● DOCUMENT SECTION
>> start

© 2021 Copyright for this paper by its authors. Use permitted under
Creative Commons License Attribution 4.0 International (CC BY 4.0)
Prediction of Football Games Results
Roman Nestoruk
1
and Grzegorz Słowiński
2
1
Sollers Consulting Sp. z o.o., ul. Koszykowa 54, Warsaw 00-675, Poland
2
University of Technology and Economics, Engineering Department, ul. Jagiellońska 82f, Warsaw 03 -301, Poland
Abstract
For creation of 3 machine learning models, dataset of 50, 100 and 200 games are being used. All the models are
built, using deep learning (DL) and machine technology (ML) technique with the goal to prove, that even ML
algorithms can be used to predict football games result. The data set consists of different real games results,
collected from the most recognizable tournaments, such as: English Premier League, Italian Seria A, German
Bundesliga, Spanish La Liga and French League 1. The target values of the work are prediction of exact game
score (Average accuracy obtained after the last wave of testing – 11.6%) and prediction of game result (Average
accuracy obtained after the last wave of testing – 39%).
Keywords
machine learning, football games prediction, deep learning
1. Introduction
Mainly, the regular person thinking that football is unpredictable and sometimes, analogical game, but we
are living in the 21st century, where technologies have become one of the biggest parts of our lives.

>> end

● BRIEF
Return the football prediction paper excerpt above in full, unchanged from start to finish.

● DATA ENTRIES

>> start

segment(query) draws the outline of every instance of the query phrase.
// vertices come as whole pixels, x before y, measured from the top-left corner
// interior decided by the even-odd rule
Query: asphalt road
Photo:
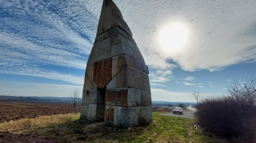
[[[187,111],[183,111],[183,115],[174,114],[172,113],[161,114],[161,115],[163,115],[173,116],[177,117],[181,117],[192,119],[194,119],[194,113],[196,111],[196,109],[195,108],[192,108],[191,106],[187,107],[187,108],[188,108],[188,110]]]

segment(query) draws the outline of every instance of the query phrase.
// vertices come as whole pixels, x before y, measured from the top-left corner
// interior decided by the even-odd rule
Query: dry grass
[[[40,116],[34,118],[25,118],[0,123],[0,131],[27,131],[40,127],[67,122],[71,122],[80,117],[80,114]]]

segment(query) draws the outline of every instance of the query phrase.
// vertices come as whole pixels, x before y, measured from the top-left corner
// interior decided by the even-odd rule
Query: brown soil
[[[152,110],[153,110],[153,111],[155,112],[172,112],[173,111],[173,108],[166,108],[152,107]]]
[[[80,112],[81,105],[76,108]],[[71,104],[0,102],[0,123],[26,117],[72,113],[73,109]]]
[[[14,134],[9,132],[0,132],[0,142],[17,143],[37,142],[37,143],[55,143],[56,140],[35,136],[22,134]]]

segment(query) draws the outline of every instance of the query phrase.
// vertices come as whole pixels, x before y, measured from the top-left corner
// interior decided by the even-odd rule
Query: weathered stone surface
[[[93,82],[92,80],[91,80],[91,84],[90,87],[90,89],[96,89],[97,88],[97,87],[96,84]]]
[[[108,83],[106,88],[115,88],[115,80],[116,77],[115,76]]]
[[[105,94],[105,104],[108,105],[127,106],[128,90],[127,88],[107,88]]]
[[[122,106],[140,106],[141,90],[128,88],[107,88],[105,94],[105,104]]]
[[[104,40],[105,39],[105,33],[103,33],[101,34],[98,35],[95,38],[95,40],[94,41],[94,43],[93,44],[95,44]]]
[[[141,106],[151,106],[152,102],[151,99],[151,92],[142,90],[141,93]]]
[[[86,74],[84,76],[84,81],[83,84],[83,89],[90,89],[91,84],[91,79]]]
[[[95,52],[90,54],[89,56],[89,58],[88,58],[88,61],[87,62],[87,64],[89,64],[97,61],[98,57],[98,52]]]
[[[112,79],[112,58],[94,63],[93,81],[100,88],[105,86]]]
[[[103,60],[104,59],[104,49],[99,51],[98,52],[98,58],[97,61],[99,61]]]
[[[105,121],[106,124],[108,125],[114,125],[115,106],[107,105],[105,108]]]
[[[138,46],[137,46],[137,45],[135,44],[134,44],[134,49],[135,50],[135,51],[136,51],[137,52],[138,52],[140,53],[141,54],[141,51],[140,50],[140,49],[139,49],[139,47],[138,47]]]
[[[146,121],[147,123],[149,124],[153,121],[152,116],[152,107],[151,106],[146,106]]]
[[[131,87],[150,91],[148,76],[130,66],[125,66],[116,75],[116,87]]]
[[[128,106],[141,106],[141,90],[133,88],[128,88]]]
[[[138,122],[139,125],[147,123],[146,106],[138,107]]]
[[[112,58],[112,76],[114,77],[127,64],[148,73],[147,66],[136,59],[124,54],[122,54]]]
[[[102,41],[100,43],[100,50],[102,50],[109,47],[110,45],[110,38],[109,38]]]
[[[119,33],[126,39],[129,38],[127,34],[118,27],[115,27],[110,29],[104,33],[105,33],[105,39],[110,38]]]
[[[87,118],[87,115],[88,112],[88,105],[87,103],[82,103],[82,107],[81,107],[81,115],[80,118],[82,119],[84,119]]]
[[[127,127],[130,126],[129,121],[129,107],[115,107],[115,125],[118,127]]]
[[[111,47],[107,48],[104,51],[104,59],[110,58],[111,54]]]
[[[110,38],[111,46],[120,43],[122,43],[128,46],[126,38],[120,34],[118,34]]]
[[[136,59],[140,62],[145,64],[144,59],[141,54],[123,43],[121,43],[112,46],[111,57],[123,54]]]
[[[93,121],[104,120],[105,107],[104,105],[89,104],[87,118]]]
[[[117,26],[121,27],[132,36],[132,32],[115,4],[112,0],[104,0],[96,35]]]
[[[85,73],[91,79],[93,80],[93,67],[94,64],[92,63],[87,65]]]
[[[128,44],[128,46],[130,48],[132,49],[133,50],[135,50],[135,48],[134,47],[134,44],[132,42],[130,41],[128,39],[126,39],[127,43]]]
[[[112,58],[112,77],[114,77],[127,64],[125,55],[122,54]]]
[[[91,53],[92,53],[96,52],[99,51],[100,48],[100,42],[95,44],[93,45],[92,48],[92,50]]]
[[[82,103],[104,104],[104,93],[99,89],[83,90]]]

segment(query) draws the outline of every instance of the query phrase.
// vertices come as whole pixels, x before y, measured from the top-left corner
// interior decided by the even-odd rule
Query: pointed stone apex
[[[112,0],[103,0],[96,36],[117,26],[132,36],[130,28],[115,3]]]

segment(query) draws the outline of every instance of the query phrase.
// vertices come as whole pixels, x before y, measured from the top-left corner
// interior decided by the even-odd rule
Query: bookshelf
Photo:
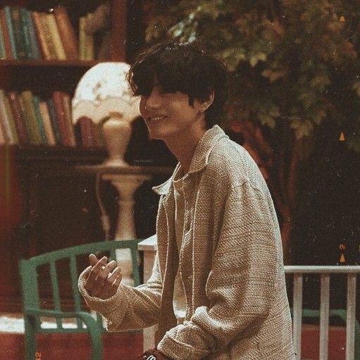
[[[63,6],[78,37],[80,18],[93,13],[104,2],[104,0],[0,0],[0,8],[19,6],[30,11],[49,12],[49,8]],[[98,62],[130,61],[128,49],[133,49],[141,43],[140,41],[137,44],[134,42],[130,44],[127,41],[131,29],[136,28],[135,33],[139,33],[141,25],[134,14],[137,13],[140,2],[108,1],[112,14],[109,58],[1,58],[0,89],[5,94],[30,90],[44,99],[58,91],[68,94],[71,99],[82,75]],[[133,8],[130,10],[131,18],[129,4]],[[101,37],[94,38],[94,46],[97,46],[101,42]],[[4,281],[0,284],[0,311],[21,309],[18,259],[104,240],[95,197],[94,175],[80,174],[75,168],[77,166],[99,163],[106,154],[101,144],[85,147],[77,140],[78,138],[75,146],[58,142],[52,145],[34,144],[31,141],[26,144],[20,142],[9,144],[5,141],[1,144],[0,141],[0,164],[4,168],[9,166],[12,169],[11,175],[15,177],[13,180],[16,185],[11,190],[20,194],[18,224],[10,232],[0,232],[0,252],[4,264]],[[11,154],[10,160],[9,154]],[[8,175],[6,170],[0,171],[0,182],[4,183]],[[13,180],[11,178],[11,181]],[[104,200],[112,213],[111,218],[117,213],[116,197],[115,190],[111,187],[106,190]],[[59,273],[59,276],[63,275]],[[70,290],[65,289],[65,294],[66,291]]]

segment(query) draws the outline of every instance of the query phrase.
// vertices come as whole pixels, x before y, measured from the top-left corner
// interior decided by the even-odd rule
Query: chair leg
[[[25,359],[34,360],[35,359],[35,352],[37,351],[35,324],[27,316],[25,317],[24,323]]]
[[[95,327],[92,331],[89,332],[92,343],[92,360],[101,360],[102,359],[102,328]]]

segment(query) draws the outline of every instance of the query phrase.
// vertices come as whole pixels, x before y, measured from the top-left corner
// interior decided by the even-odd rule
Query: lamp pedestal
[[[115,233],[115,240],[136,239],[135,224],[134,221],[134,193],[151,176],[142,174],[104,174],[104,179],[110,180],[118,190],[119,194],[119,211]],[[132,261],[129,249],[116,250],[116,261],[121,269],[122,282],[132,285]]]
[[[128,166],[124,160],[131,137],[131,123],[122,118],[118,113],[111,113],[110,118],[102,127],[108,158],[104,164],[108,166]]]

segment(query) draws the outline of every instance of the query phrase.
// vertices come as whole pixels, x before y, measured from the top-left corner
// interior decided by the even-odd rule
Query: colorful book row
[[[55,91],[45,100],[30,90],[0,89],[0,144],[101,147],[97,128],[87,118],[73,125],[65,92]]]
[[[79,20],[79,46],[64,6],[56,6],[51,12],[4,6],[0,9],[0,58],[92,60],[94,39],[85,32],[92,15]]]

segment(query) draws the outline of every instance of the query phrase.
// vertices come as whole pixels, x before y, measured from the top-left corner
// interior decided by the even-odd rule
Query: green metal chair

>> end

● EXERCISE RESPONSE
© 2021 Copyright for this paper by its authors. Use permitted under
Creative Commons License Attribution 4.0 International (CC BY 4.0)
Prediction of Football Games Results
Roman Nestoruk
1
and Grzegorz Słowiński
2
1
Sollers Consulting Sp. z o.o., ul. Koszykowa 54, Warsaw 00-675, Poland
2
University of Technology and Economics, Engineering Department, ul. Jagiellońska 82f, Warsaw 03 -301, Poland
Abstract
For creation of 3 machine learning models, dataset of 50, 100 and 200 games are being used. All the models are
built, using deep learning (DL) and machine technology (ML) technique with the goal to prove, that even ML
algorithms can be used to predict football games result. The data set consists of different real games results,
collected from the most recognizable tournaments, such as: English Premier League, Italian Seria A, German
Bundesliga, Spanish La Liga and French League 1. The target values of the work are prediction of exact game
score (Average accuracy obtained after the last wave of testing – 11.6%) and prediction of game result (Average
accuracy obtained after the last wave of testing – 39%).
Keywords
machine learning, football games prediction, deep learning
1. Introduction
Mainly, the regular person thinking that football is unpredictable and sometimes, analogical game, but we
are living in the 21st century, where technologies have become one of the biggest parts of our lives.